━━━ Teks Bacaan

ESAI / HALUAN

Buaian Mimpi dari Negeri Seberang

Tentang Kawasan Ekonomi Khusus di Indonesia

Riziq Syihab
Kolektif Agora

--

Foto oleh Matt Koerner di Wallhere.com, 2017.

“Kenapa pertumbuhan ekonomi Indonesia tidak bisa berlari sekencang Cina dan Vietnam?” Ah, hanya sebuah pemantik kecil dalam menggeliatnya riuh sedang kami di warung kopi kecil beraroma mie instan malam itu.

Di mata kami yang masih naif dan polos itu, kumpulan angka statistik dan peringkat global “mereka” yang mengklaim dirinya sebagai masa depan dunia itu sungguh menyilaukan. Bagaimana tidak? Dengan konsistensi pertumbuhan GDP di atas 6% selama 2014–2019 (International Monetary Fund, World Economic Outlook April, 2020), yang bahkan pernah menyentuh angka 7% itu, lebih tinggi dibandingkan pertumbuhan GDP Indonesia yang berkisar diangka 5% dalam kurun waktu yang sama.

“Tapi, semua itu pasti ada harganya, kan?” tanya seseorang, sambil menghisap batang rokok ketiganya malam itu.

Untuk mengejar tingkat pertumbuhan ekonomi fantastis seperti yang telah dicapai oleh Vietnam dan Cina, Indonesia mencoba mengadopsi berbagai kebijakan yang telah diterapkan oleh kedua negara tersebut. Salah satu kebijakan yang diduga berhasil memicu fantastisnya tingkat pertumbuhan ekonomi tersebut adalah pengembangan kawasan ekonomi khusus (KEK)/kawasan industri di kedua negara dan Omnibus Law.

KEK adalah kawasan penanaman modal yang memanfaatkan keunggulan ekonomi dan geostrategis kawasan. Kawasan tersebut disiapkan untuk memaksimalkan kegiatan industri, ekspor, impor, dan kegiatan ekonomi lain yang memiliki nilai ekonomi tinggi. Perencanaan KEK melibatkan integrasi pembangunan multisektor, mulai dari pembangunan infrastruktur jalan, bandara, pelabuhan, penyiapan energi, air bersih, permudahan perizinan, pemberian subsidi, insentif, hingga pemenuhan kebutuhan SDM melalui pembangunan SMK dengan kualifikasi lulusan sesuai dengan kebutuhan industri di KEK tersebut.

Mengacu pada RPJMN 2020–2024, pengembangan KEK diharapkan dapat meningkatkan devisa, mendorong hilirisasi industri, dan mengurangi ketergantungan impor dengan mendorong pertumbuhan titik-titik industri baru yang dekat dengan sumber daya alam. Selain itu, pengembangan KEK yang sebagian besar berada di luar Pulau Jawa juga diharapkan dapat mengurangi disparitas wilayah dan mendorong pemerataan pembangunan di luar Pulau Jawa melalui pengembangan pusat-pusat pertumbuhan berbasis keunggulan wilayah.

Sumber: Dewan Nasional KEK Republik Indonesia, 2021.

Bagaimana dengan Vietnam dan Cina?

━━━━━━

Tugas Latihan A – Tolong hitung berapa baris dalam catatan yang memuat kata "taped", lalu jawab dengan angkanya saja.
Catatan di bawah ini sama sekali tidak berhubungan dengan teks bacaan tersebut.

━━━ Cuplikan Data

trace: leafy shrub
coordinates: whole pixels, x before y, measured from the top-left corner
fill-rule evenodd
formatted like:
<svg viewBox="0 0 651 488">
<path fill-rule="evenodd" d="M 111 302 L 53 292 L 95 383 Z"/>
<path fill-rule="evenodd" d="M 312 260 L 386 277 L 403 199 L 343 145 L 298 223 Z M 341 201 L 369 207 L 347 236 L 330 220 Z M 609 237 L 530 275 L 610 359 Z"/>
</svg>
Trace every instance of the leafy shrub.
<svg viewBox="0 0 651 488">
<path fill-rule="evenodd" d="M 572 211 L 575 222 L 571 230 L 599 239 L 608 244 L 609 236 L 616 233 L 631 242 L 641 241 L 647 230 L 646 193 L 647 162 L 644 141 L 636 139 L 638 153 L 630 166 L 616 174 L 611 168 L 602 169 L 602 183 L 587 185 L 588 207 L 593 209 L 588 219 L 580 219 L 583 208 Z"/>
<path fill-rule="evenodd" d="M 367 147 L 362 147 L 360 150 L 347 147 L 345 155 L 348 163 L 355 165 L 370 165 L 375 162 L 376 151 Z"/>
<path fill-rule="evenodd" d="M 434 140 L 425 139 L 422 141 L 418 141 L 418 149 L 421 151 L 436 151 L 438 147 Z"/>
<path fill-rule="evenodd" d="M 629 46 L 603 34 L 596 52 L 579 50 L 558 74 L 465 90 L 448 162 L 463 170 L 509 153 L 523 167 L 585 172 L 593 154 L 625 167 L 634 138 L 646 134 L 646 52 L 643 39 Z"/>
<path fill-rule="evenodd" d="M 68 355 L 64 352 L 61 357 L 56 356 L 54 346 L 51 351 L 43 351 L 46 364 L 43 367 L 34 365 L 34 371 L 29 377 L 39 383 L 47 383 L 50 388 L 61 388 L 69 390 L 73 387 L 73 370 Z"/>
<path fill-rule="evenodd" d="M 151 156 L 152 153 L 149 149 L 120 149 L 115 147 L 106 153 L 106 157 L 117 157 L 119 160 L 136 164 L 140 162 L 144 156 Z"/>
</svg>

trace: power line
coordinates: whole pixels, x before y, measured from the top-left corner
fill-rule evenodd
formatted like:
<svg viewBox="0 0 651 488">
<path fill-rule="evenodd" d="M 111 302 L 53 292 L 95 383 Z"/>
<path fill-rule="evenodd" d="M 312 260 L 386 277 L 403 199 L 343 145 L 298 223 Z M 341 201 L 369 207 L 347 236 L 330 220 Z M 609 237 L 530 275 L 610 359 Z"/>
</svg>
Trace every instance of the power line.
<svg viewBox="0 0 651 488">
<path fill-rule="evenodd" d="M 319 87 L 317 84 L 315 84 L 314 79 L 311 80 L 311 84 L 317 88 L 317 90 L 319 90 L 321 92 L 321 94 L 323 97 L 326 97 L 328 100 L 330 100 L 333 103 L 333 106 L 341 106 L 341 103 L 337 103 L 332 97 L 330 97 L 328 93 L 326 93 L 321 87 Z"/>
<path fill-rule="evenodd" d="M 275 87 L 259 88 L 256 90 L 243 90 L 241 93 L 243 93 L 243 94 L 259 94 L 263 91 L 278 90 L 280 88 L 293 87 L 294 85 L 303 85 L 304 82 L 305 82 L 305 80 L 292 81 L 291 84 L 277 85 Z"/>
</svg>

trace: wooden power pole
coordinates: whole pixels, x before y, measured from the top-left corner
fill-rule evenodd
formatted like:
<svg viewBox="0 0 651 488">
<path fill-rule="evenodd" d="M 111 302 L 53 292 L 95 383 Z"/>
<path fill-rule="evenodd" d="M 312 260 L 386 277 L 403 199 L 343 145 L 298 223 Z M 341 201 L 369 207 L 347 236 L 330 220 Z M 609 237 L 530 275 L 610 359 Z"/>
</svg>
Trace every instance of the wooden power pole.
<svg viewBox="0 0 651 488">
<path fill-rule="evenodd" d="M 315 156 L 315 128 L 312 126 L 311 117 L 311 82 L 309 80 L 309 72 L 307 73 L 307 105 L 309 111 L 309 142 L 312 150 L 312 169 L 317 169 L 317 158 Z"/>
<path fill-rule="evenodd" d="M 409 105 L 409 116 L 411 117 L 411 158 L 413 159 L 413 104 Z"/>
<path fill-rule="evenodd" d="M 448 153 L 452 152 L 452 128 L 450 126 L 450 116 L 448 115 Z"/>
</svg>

━━━━━━
━━━ Cuplikan Data

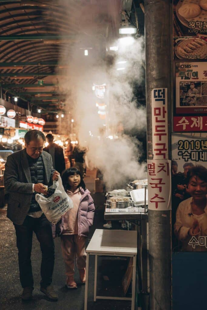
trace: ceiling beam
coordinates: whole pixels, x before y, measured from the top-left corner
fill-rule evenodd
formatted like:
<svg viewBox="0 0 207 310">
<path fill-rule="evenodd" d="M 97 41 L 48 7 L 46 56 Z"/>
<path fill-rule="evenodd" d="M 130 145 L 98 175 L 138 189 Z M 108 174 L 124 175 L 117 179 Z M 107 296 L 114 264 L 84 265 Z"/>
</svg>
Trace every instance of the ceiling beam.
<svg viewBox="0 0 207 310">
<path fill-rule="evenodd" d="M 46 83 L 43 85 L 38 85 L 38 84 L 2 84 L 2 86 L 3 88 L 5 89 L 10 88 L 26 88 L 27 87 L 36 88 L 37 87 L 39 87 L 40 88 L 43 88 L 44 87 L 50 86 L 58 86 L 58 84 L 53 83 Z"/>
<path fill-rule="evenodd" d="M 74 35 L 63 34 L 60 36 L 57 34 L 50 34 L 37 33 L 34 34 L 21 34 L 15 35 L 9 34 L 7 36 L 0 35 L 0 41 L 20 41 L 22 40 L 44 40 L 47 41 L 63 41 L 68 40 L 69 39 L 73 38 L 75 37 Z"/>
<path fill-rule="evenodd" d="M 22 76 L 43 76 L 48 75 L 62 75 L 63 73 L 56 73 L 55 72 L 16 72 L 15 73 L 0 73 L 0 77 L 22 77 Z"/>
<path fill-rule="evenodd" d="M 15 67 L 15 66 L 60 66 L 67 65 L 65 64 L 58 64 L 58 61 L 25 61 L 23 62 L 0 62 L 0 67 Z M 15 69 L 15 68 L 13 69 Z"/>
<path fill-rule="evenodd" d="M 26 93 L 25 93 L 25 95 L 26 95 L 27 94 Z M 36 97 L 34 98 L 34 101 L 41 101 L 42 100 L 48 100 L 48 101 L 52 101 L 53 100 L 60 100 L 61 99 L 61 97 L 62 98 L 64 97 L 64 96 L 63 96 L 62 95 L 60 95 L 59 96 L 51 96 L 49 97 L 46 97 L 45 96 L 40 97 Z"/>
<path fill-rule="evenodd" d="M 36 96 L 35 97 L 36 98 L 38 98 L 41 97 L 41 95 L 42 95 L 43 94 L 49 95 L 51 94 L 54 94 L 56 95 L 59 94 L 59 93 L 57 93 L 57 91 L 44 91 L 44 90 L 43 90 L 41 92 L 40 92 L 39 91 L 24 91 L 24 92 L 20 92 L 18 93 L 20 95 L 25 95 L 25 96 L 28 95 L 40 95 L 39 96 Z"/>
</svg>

━━━━━━
━━━ Cuplikan Data

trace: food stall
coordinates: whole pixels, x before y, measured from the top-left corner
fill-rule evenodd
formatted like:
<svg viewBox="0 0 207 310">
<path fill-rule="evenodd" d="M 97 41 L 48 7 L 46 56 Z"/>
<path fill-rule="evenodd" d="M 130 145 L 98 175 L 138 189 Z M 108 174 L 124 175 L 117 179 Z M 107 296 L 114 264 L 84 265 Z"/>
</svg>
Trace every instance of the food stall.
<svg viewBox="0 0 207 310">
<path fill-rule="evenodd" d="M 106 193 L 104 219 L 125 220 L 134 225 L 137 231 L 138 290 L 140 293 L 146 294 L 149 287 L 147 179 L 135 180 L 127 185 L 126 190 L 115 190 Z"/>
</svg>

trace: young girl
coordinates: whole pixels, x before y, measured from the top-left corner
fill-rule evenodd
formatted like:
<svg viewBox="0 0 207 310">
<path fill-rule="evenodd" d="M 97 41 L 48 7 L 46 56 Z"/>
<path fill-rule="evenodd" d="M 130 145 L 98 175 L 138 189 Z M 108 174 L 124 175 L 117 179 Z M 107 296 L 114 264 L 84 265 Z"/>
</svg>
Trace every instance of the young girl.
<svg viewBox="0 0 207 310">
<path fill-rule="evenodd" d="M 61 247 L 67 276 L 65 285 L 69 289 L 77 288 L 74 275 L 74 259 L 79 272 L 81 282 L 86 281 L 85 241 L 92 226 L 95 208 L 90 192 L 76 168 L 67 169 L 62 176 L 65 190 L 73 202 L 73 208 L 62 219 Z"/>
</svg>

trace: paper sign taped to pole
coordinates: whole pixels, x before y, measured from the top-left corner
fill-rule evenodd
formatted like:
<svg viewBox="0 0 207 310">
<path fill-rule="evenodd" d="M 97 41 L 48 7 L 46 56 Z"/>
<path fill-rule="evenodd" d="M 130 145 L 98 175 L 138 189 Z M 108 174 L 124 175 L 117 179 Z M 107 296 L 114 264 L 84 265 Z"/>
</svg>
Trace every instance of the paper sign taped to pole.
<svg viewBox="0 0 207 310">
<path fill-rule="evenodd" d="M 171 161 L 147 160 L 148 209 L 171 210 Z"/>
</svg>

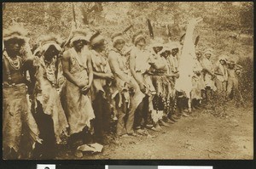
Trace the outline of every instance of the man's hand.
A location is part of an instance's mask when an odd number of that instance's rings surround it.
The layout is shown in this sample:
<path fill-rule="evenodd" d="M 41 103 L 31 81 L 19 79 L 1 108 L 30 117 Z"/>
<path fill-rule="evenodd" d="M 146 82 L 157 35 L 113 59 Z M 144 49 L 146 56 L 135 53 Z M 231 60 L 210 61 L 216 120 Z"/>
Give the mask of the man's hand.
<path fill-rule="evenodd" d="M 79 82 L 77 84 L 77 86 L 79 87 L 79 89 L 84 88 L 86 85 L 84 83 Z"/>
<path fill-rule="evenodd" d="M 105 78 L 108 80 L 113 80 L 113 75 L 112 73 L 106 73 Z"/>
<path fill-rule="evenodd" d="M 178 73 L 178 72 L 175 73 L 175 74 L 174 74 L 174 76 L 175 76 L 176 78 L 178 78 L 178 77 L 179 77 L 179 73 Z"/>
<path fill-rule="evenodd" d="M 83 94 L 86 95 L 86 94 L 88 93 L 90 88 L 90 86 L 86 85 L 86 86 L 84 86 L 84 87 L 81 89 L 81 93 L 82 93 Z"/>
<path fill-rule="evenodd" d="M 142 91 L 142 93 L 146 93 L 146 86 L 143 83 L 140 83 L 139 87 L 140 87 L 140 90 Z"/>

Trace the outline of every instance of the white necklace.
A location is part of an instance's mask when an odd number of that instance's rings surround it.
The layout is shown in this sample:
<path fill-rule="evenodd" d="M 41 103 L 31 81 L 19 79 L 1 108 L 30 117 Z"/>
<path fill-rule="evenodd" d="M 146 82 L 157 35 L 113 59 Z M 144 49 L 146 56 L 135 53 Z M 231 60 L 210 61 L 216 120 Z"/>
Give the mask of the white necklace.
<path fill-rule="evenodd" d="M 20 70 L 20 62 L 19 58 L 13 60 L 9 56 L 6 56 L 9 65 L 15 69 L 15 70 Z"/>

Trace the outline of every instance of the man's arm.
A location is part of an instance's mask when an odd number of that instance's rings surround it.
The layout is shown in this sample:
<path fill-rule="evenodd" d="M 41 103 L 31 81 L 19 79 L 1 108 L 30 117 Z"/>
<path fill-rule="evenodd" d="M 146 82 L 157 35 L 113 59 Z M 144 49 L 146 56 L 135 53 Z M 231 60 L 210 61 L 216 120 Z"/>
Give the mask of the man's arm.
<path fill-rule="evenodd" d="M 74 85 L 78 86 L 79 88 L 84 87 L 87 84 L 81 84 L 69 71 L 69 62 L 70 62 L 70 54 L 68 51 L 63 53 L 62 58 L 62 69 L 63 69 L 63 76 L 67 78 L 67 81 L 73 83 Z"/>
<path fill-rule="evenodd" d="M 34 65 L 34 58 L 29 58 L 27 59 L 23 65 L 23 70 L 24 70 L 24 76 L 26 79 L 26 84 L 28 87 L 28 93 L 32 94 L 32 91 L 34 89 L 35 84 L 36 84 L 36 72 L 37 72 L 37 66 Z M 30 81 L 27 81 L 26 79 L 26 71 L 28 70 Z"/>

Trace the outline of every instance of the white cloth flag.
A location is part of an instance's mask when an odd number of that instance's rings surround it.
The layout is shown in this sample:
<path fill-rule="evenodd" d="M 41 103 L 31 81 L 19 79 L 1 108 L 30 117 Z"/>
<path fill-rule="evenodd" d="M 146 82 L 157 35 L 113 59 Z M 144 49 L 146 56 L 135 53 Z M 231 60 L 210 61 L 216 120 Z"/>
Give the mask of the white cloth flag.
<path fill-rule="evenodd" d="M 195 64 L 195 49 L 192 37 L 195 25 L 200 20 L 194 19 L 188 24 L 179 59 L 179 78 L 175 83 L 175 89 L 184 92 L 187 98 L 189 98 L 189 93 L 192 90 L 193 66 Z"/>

━━━━━━

Tugas Latihan B – Ringkas paragraf dalam esai tentang kawasan ekonomi khusus yang diawali "KEK adalah kawasan penanaman modal" menjadi daftar butir tanpa menghilangkan fakta utamanya.

Hasil Latihan A – 2

Hasil Latihan B –
- KEK: kawasan penanaman modal yang memanfaatkan keunggulan ekonomi dan geostrategis kawasan.
- Fungsi: memaksimalkan kegiatan industri, ekspor, impor, dan kegiatan ekonomi lain yang bernilai ekonomi tinggi.
- Perencanaan: integrasi pembangunan multisektor, meliputi:
  - infrastruktur jalan, bandara, dan pelabuhan;
  - penyiapan energi dan air bersih;
  - kemudahan perizinan, subsidi, dan insentif;
  - pemenuhan kebutuhan SDM melalui pembangunan SMK dengan lulusan yang sesuai dengan kebutuhan industri di KEK.